• Information given:

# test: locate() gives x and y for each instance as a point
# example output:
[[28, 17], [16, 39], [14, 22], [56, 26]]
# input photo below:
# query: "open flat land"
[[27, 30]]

• Exercise directions: Can you reproduce the listing above with "query" swapped for "search" and everything else left as is?

• Task output:
# test: locate() gives x and y for each instance as a point
# example output:
[[28, 17], [16, 39], [14, 22], [56, 26]]
# input photo below:
# search: "open flat land"
[[27, 30]]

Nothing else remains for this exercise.